The flow into Loch Shin is augmented by some of the headwaters of the River Brora, to the east of Loch Shin. A weir near the Dalnessie Estate diverts water into an aqueduct, which discharges into the upper reaches of the Feith Osdail, a tributary of the River Tirry, which flows into Loch Shin. Another aqueduct captures some of the flow in the upper tributaries of the River Vagastie to the west of Vagastie Bridge on the A836 road, and diverts the water into the Allt an Locha Ghaineamhaich, close to Loch Gaineamhach. This is also a tributary of the River Tirry.

==Fishing==
The Shin is popular with anglers for game fishing, as it contains stocks of salmon and trout. Unlike many rivers in Scotland, where water levels are too low for fishing in the summer months, the Shin can be fished throughout the summer, as water levels are maintained by compensation water released from the hydro-electric dams. In Scotland, all rivers which can be fished for salmon are divided up into beats, which are lengths of river, usually between 2 and 3 mi long, for which the riparian landowner issues a limited number of permits for each day. Scotland does not have a national rod licence scheme, and only a permit from the riparian owner is required to go fishing. The riparian owner for the upper Shin from the Lairg dam almost to the Falls of Shin is the Lairg Estate. This is 3.5 mi long and is divided into two beats, on which four permits per day are issued. There are 32 named pools where fishing can take place. The Falls of Shin are some 12 ft high, and fish will not normally ascend them until May when the water becomes warmer. The salmon fishing season consequently does not start until the end of May, and ends at the end of September. Most of the trout caught on the river are caught between April and June.

• [Action item]: List every calendar month named in the text about the Shin and its fishing.

• [Dataset extract]:
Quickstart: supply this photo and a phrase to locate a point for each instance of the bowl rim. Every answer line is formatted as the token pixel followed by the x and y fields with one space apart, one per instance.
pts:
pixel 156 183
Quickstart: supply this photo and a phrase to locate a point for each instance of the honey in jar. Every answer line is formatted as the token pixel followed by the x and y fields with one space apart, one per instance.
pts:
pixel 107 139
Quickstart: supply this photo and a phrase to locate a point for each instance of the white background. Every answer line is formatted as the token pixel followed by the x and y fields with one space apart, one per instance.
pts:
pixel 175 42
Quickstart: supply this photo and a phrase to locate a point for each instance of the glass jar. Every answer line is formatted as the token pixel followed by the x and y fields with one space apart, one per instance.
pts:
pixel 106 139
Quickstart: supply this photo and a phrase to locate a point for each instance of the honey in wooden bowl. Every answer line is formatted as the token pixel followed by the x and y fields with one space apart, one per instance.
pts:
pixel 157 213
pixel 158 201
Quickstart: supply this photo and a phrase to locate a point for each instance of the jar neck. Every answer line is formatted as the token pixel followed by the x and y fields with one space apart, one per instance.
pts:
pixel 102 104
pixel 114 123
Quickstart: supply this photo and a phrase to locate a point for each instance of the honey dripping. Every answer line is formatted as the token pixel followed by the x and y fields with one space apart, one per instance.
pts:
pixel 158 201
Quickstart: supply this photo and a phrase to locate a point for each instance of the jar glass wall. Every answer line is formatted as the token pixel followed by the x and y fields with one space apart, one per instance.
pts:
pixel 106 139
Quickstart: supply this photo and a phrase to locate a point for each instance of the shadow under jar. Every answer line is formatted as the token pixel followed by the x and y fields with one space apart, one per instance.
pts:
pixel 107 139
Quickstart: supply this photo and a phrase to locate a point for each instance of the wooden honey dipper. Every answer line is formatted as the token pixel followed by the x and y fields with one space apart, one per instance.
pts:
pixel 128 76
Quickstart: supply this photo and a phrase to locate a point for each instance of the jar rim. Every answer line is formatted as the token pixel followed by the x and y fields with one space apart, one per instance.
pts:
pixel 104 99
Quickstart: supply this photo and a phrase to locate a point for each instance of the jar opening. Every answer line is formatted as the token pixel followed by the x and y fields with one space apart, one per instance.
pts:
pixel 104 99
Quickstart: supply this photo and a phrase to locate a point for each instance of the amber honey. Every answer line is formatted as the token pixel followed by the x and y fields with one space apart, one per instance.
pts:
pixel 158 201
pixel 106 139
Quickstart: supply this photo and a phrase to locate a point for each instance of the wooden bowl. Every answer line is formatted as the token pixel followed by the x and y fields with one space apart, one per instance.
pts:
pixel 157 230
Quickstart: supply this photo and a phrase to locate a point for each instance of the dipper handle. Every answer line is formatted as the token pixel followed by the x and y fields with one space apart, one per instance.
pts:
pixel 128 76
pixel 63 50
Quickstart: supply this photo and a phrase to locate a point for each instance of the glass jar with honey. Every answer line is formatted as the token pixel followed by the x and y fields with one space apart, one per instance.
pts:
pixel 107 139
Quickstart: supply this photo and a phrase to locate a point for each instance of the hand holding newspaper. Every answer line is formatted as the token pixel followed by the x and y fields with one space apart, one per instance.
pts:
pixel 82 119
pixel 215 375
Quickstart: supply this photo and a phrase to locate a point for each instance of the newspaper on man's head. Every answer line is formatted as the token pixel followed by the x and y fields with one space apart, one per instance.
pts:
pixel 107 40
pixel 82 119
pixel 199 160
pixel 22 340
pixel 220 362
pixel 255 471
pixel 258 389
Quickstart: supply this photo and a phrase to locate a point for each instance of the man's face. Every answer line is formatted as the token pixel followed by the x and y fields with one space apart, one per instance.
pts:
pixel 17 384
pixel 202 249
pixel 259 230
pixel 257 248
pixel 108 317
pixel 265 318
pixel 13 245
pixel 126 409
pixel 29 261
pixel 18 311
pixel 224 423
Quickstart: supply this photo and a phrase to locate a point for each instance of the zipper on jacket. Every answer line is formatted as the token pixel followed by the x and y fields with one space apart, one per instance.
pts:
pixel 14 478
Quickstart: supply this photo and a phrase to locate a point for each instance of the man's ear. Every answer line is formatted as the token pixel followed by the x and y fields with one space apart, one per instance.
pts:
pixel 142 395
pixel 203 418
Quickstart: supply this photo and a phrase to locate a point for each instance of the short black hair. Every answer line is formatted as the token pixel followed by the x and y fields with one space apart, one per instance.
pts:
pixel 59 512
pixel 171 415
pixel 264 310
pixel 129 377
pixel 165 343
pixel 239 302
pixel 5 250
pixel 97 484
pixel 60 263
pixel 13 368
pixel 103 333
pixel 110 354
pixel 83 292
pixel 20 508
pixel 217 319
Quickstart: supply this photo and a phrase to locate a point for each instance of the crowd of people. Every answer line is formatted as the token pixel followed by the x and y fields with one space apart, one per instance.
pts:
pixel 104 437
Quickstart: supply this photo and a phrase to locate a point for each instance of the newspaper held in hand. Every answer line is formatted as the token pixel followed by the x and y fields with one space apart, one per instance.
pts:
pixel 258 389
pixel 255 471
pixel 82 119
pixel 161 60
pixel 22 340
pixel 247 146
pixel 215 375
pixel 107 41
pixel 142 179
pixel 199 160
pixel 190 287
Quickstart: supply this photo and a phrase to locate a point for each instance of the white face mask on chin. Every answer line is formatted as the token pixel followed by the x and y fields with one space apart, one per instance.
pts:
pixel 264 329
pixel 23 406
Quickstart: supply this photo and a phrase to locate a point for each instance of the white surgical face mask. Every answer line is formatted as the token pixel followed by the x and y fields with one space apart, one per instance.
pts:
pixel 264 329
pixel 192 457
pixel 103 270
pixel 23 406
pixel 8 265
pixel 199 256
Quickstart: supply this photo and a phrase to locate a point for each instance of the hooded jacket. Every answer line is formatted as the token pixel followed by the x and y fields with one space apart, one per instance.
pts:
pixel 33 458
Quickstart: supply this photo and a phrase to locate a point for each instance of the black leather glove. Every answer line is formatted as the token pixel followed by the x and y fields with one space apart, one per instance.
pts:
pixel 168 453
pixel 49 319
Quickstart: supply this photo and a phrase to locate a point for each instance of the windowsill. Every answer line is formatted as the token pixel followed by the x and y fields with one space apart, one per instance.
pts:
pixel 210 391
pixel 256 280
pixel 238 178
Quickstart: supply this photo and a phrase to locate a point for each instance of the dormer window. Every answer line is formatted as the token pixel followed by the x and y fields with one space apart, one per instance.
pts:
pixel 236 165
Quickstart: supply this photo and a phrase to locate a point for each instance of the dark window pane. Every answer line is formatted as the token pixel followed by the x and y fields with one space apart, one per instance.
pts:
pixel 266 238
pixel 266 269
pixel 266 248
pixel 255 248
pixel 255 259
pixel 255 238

• [Task output]: April, May, June, September